>> start

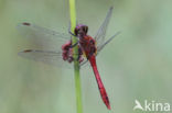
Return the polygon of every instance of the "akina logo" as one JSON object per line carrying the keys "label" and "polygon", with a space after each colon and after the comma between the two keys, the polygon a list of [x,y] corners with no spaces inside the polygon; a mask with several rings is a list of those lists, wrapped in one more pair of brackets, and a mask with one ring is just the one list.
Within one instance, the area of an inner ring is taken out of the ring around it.
{"label": "akina logo", "polygon": [[170,103],[144,100],[143,104],[141,104],[138,100],[135,100],[133,111],[137,110],[148,112],[170,112]]}

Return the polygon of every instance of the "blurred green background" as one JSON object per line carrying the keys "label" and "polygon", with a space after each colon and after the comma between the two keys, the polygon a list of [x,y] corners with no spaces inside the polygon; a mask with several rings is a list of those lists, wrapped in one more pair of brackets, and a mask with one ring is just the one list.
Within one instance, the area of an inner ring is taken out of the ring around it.
{"label": "blurred green background", "polygon": [[[110,5],[107,38],[122,33],[97,57],[111,113],[133,111],[135,100],[172,103],[172,1],[76,0],[77,21],[95,35]],[[32,22],[60,32],[69,24],[67,0],[0,0],[0,113],[76,113],[74,72],[28,60],[32,44],[15,29]],[[84,113],[110,113],[90,67],[82,74]]]}

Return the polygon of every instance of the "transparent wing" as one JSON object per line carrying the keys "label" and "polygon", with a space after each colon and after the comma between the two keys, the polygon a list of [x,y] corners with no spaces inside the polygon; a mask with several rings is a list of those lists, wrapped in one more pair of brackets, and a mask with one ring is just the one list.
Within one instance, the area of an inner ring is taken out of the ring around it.
{"label": "transparent wing", "polygon": [[19,56],[35,60],[35,61],[42,61],[44,64],[53,65],[57,67],[63,67],[63,68],[73,67],[72,64],[63,60],[62,53],[50,52],[50,50],[26,49],[26,50],[20,52]]}
{"label": "transparent wing", "polygon": [[61,46],[71,39],[69,34],[58,33],[31,23],[21,23],[17,29],[31,43],[35,44],[36,49],[58,52]]}
{"label": "transparent wing", "polygon": [[105,43],[103,43],[101,45],[97,46],[97,55],[98,53],[105,47],[105,45],[107,45],[108,43],[110,43],[117,35],[119,35],[121,32],[117,32],[115,35],[112,35],[109,39],[107,39]]}
{"label": "transparent wing", "polygon": [[109,24],[110,18],[111,18],[111,13],[112,13],[112,7],[110,7],[105,21],[103,22],[101,26],[99,27],[96,36],[95,36],[95,41],[97,43],[97,46],[100,46],[104,44],[105,42],[105,35],[106,35],[106,31],[107,31],[107,26]]}

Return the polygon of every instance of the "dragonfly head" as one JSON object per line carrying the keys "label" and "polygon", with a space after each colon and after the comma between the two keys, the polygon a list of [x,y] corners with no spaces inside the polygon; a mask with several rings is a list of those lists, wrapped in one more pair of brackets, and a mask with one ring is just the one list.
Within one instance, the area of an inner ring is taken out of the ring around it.
{"label": "dragonfly head", "polygon": [[87,32],[88,32],[88,26],[87,25],[78,24],[75,27],[75,35],[78,36],[78,37],[87,35]]}

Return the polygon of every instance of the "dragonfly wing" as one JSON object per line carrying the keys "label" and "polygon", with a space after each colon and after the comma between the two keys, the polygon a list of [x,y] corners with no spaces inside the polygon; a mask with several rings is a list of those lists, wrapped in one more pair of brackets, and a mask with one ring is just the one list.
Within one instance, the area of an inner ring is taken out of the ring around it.
{"label": "dragonfly wing", "polygon": [[105,35],[106,35],[107,26],[108,26],[110,18],[111,18],[112,9],[114,8],[110,7],[105,21],[103,22],[101,26],[99,27],[99,30],[95,36],[97,46],[101,45],[105,42]]}
{"label": "dragonfly wing", "polygon": [[21,23],[17,29],[23,36],[35,44],[36,49],[58,52],[61,46],[71,39],[69,34],[58,33],[31,23]]}
{"label": "dragonfly wing", "polygon": [[72,68],[73,65],[68,61],[64,61],[62,58],[62,53],[50,52],[50,50],[35,50],[35,49],[26,49],[19,53],[19,56],[32,59],[35,61],[42,61],[44,64]]}
{"label": "dragonfly wing", "polygon": [[115,35],[112,35],[109,39],[107,39],[104,44],[97,46],[97,55],[98,53],[105,47],[105,45],[107,45],[108,43],[110,43],[110,41],[112,41],[117,35],[119,35],[120,32],[117,32]]}

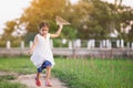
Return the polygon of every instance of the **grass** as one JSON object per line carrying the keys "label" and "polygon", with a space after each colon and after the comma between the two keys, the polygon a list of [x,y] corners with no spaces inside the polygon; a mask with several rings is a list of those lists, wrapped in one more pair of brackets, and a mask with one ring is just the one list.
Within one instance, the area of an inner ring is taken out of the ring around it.
{"label": "grass", "polygon": [[[0,70],[19,74],[37,72],[29,57],[1,57]],[[55,58],[52,75],[66,82],[69,88],[132,88],[133,59]],[[7,81],[0,81],[0,87],[4,84]]]}
{"label": "grass", "polygon": [[57,59],[54,75],[69,88],[132,88],[133,59]]}
{"label": "grass", "polygon": [[16,77],[11,75],[0,76],[0,88],[27,88],[24,85],[19,82],[13,84],[9,81],[13,79],[16,79]]}

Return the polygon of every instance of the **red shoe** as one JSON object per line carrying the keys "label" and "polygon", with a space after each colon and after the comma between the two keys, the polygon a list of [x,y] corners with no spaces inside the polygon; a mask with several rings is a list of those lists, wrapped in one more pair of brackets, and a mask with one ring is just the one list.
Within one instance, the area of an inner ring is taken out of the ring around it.
{"label": "red shoe", "polygon": [[39,87],[41,86],[41,81],[38,78],[35,78],[35,85]]}
{"label": "red shoe", "polygon": [[45,81],[45,86],[52,87],[52,84],[51,84],[49,80],[47,80],[47,81]]}

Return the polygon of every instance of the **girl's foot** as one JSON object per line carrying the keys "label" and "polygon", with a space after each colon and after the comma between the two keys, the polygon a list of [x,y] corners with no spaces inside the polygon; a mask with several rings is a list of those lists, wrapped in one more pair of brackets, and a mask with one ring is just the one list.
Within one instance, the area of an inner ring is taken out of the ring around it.
{"label": "girl's foot", "polygon": [[39,78],[35,78],[35,85],[41,86],[41,81],[39,80]]}
{"label": "girl's foot", "polygon": [[47,80],[47,81],[45,81],[45,86],[52,87],[52,84],[51,84],[49,80]]}

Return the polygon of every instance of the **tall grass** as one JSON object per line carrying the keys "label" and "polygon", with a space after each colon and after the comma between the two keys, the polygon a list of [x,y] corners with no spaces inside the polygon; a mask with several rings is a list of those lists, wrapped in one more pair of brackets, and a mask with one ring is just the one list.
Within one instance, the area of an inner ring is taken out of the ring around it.
{"label": "tall grass", "polygon": [[132,88],[132,59],[57,59],[55,76],[69,88]]}
{"label": "tall grass", "polygon": [[[0,70],[19,74],[37,72],[29,57],[2,57],[0,58]],[[65,59],[57,57],[52,75],[66,82],[69,88],[132,88],[133,59]]]}

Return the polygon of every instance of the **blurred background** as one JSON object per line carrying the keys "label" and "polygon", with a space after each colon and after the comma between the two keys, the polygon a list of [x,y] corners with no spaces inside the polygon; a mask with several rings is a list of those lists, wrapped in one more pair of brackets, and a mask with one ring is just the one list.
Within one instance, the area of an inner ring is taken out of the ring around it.
{"label": "blurred background", "polygon": [[38,24],[47,21],[50,33],[55,16],[71,23],[52,47],[133,48],[132,0],[4,0],[1,1],[0,47],[30,47]]}

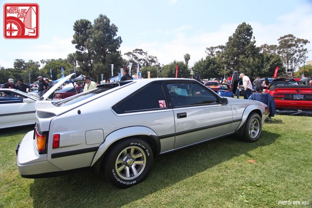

>> end

TASK STATEMENT: Write out all of the records above word for word, leaving the pictures out.

COMPLETED EXERCISE:
Return the polygon of every instance of the "akina logo" as one JSON object per line carrying the keys "label" and "polygon", with a space after each colon and after the comma between the two keys, the polygon a list of [x,y] corners with no spaces inside the polygon; a mask with several rings is a list of those lists, wrapped in one more pair of brackets, and a mask with one ring is just the one list.
Within one instance, the area of an inner ring is taken out of the ring around it.
{"label": "akina logo", "polygon": [[170,103],[144,100],[143,104],[141,104],[138,100],[135,100],[133,111],[137,110],[148,112],[170,112]]}

Return the polygon of every instance of the "blurred green background" as one JSON object per line carrying the keys "label" and "polygon", with a space after each colon and after the comma between the two keys, the polygon a list of [x,y] corners with no spaces inside the polygon; a mask with several rings is a list of those lists, wrapped in one more pair of brackets, and a mask with one ring is just the one list.
Within one instance, the area of an inner ring is taken out of the ring around it.
{"label": "blurred green background", "polygon": [[[110,5],[107,38],[122,33],[97,57],[111,113],[133,111],[135,100],[172,103],[172,1],[76,0],[77,21],[95,35]],[[32,22],[60,32],[69,24],[67,0],[0,0],[0,113],[76,113],[74,72],[28,60],[32,44],[15,29]],[[84,113],[110,113],[90,67],[82,74]]]}

Return the polygon of every instance of the "transparent wing" as one JSON object per line carrying the keys "label" and "polygon", with a space after each colon and after the comma between the two keys, the polygon a list of [x,y] corners with no spaces inside the polygon; a mask with several rings is a list of those lists, wrapped in one more pair of brackets, and a mask with one ring is just the one list.
Within one instance, the area of an inner ring is taken out of the ring around it.
{"label": "transparent wing", "polygon": [[19,56],[35,60],[35,61],[42,61],[44,64],[53,65],[57,67],[63,67],[63,68],[73,67],[72,64],[63,60],[62,53],[50,52],[50,50],[26,49],[26,50],[20,52]]}
{"label": "transparent wing", "polygon": [[61,46],[71,39],[69,34],[58,33],[31,23],[21,23],[17,29],[31,43],[35,44],[36,49],[58,52]]}
{"label": "transparent wing", "polygon": [[105,43],[103,43],[101,45],[97,46],[97,55],[98,53],[105,47],[105,45],[107,45],[108,43],[110,43],[117,35],[119,35],[121,32],[117,32],[115,35],[112,35],[109,39],[107,39]]}
{"label": "transparent wing", "polygon": [[109,24],[110,18],[111,18],[111,13],[112,13],[112,7],[110,7],[105,21],[103,22],[101,26],[99,27],[96,36],[95,36],[95,41],[97,43],[97,46],[100,46],[104,44],[105,42],[105,35],[106,35],[106,31],[107,31],[107,26]]}

Return the polygon of every instance of the "dragonfly head" as one JSON object per line carrying the keys "label" and "polygon", with a space after each colon and after the comma between the two keys, the polygon a list of [x,y] corners with no spaces inside the polygon; a mask with several rings is a list of those lists, wrapped in one more pair of brackets, and a mask with one ring is just the one list.
Within one instance, the area of an inner ring is taken out of the ring around it.
{"label": "dragonfly head", "polygon": [[87,32],[88,32],[88,26],[87,25],[78,24],[75,27],[75,35],[78,36],[78,37],[87,35]]}

Return the polygon of every instance of the "dragonfly wing" as one JSON object per line carrying the keys "label" and "polygon", with a space after each colon and after the comma between the two keys, the polygon a list of [x,y] corners with no spaces inside the polygon; a mask with several rings is a list of those lists, wrapped in one more pair of brackets, and a mask with one ring is just the one list.
Within one instance, the area of an inner ring is taken out of the ring around it.
{"label": "dragonfly wing", "polygon": [[105,35],[106,35],[107,26],[108,26],[110,18],[111,18],[112,9],[114,8],[110,7],[105,21],[103,22],[101,26],[99,27],[99,30],[95,36],[97,46],[101,45],[105,42]]}
{"label": "dragonfly wing", "polygon": [[21,23],[17,29],[23,36],[35,44],[36,49],[58,52],[61,46],[71,39],[69,34],[58,33],[31,23]]}
{"label": "dragonfly wing", "polygon": [[72,68],[73,65],[68,61],[64,61],[62,58],[62,53],[50,52],[50,50],[35,50],[35,49],[26,49],[19,53],[19,56],[32,59],[35,61],[42,61],[44,64]]}
{"label": "dragonfly wing", "polygon": [[115,35],[112,35],[109,39],[107,39],[104,44],[97,46],[97,55],[98,53],[105,47],[105,45],[107,45],[108,43],[110,43],[110,41],[112,41],[117,35],[119,35],[120,32],[117,32]]}

Return the polygon of every instance of the **grass** as one JSON object per line carrying the keys "label" and "polygon", with a space after each colon and after the comma between the two keys, the polygon a list of [x,y] corners with no spaces inside the polygon; a mask with several rings is a list of those lists, wrapped in one more pair of brackets, and a mask with one ring is just the one list.
Within one instance, the area of an inner ring is taken out of the ring around it.
{"label": "grass", "polygon": [[[0,70],[19,74],[37,72],[29,57],[1,57]],[[55,58],[52,75],[66,82],[69,88],[132,88],[133,59]],[[7,81],[0,81],[0,87],[4,84]]]}
{"label": "grass", "polygon": [[57,59],[54,75],[69,88],[132,88],[133,59]]}
{"label": "grass", "polygon": [[16,77],[11,75],[0,76],[0,88],[27,88],[24,85],[19,82],[13,84],[9,81],[13,79],[16,79]]}

Return the polygon of every instance of the **red shoe** as one JSON object per line carrying the keys "label" and "polygon", with a space after each colon and after the comma between the two keys, the polygon a list of [x,y] corners with no spaces inside the polygon; a mask with several rings is a list of those lists, wrapped in one more pair of brackets, and a mask with one ring is just the one list.
Within one instance, the area of an inner ring is taken out of the ring around it.
{"label": "red shoe", "polygon": [[39,87],[41,86],[41,81],[38,78],[35,78],[35,85]]}
{"label": "red shoe", "polygon": [[45,81],[45,86],[52,87],[52,84],[51,84],[49,80],[47,80],[47,81]]}

Return the polygon of every instance of the **girl's foot** as one JSON object per line carrying the keys "label" and "polygon", with a space after each colon and after the comma between the two keys, the polygon a list of [x,y] corners with no spaces inside the polygon; a mask with several rings is a list of those lists, wrapped in one more pair of brackets, and a mask with one ring is just the one list.
Within one instance, the area of an inner ring is taken out of the ring around it.
{"label": "girl's foot", "polygon": [[39,78],[35,78],[35,85],[41,86],[41,81],[39,80]]}
{"label": "girl's foot", "polygon": [[47,80],[47,81],[45,81],[45,86],[52,87],[52,84],[51,84],[49,80]]}

Return the polygon of every instance of the **tall grass** as one JSON object per line carrying the keys "label" and "polygon", with a space after each colon and after the comma between the two keys, the polygon a list of [x,y] corners with no spaces inside the polygon; a mask with several rings is a list of those lists, wrapped in one more pair of brackets, and a mask with one ring is just the one list.
Within one instance, the area of an inner ring is taken out of the ring around it.
{"label": "tall grass", "polygon": [[132,88],[132,59],[57,59],[55,76],[69,88]]}
{"label": "tall grass", "polygon": [[[0,70],[19,74],[37,72],[29,57],[2,57],[0,58]],[[65,59],[57,57],[52,75],[66,82],[69,88],[132,88],[133,59]]]}

Return the polygon of every instance of the **blurred background** as one JSON object per line carrying the keys "label" and "polygon", with a space after each colon and after the comma between the two keys, the polygon a list of [x,y] corners with no spaces inside the polygon; a mask with several rings is a list of those lists, wrapped in one more pair of brackets, and a mask with one ring is just the one list.
Within one instance, the area of an inner ring is taken out of the ring around it.
{"label": "blurred background", "polygon": [[38,24],[47,21],[50,33],[55,16],[71,23],[52,47],[133,48],[132,0],[4,0],[1,1],[0,47],[30,47]]}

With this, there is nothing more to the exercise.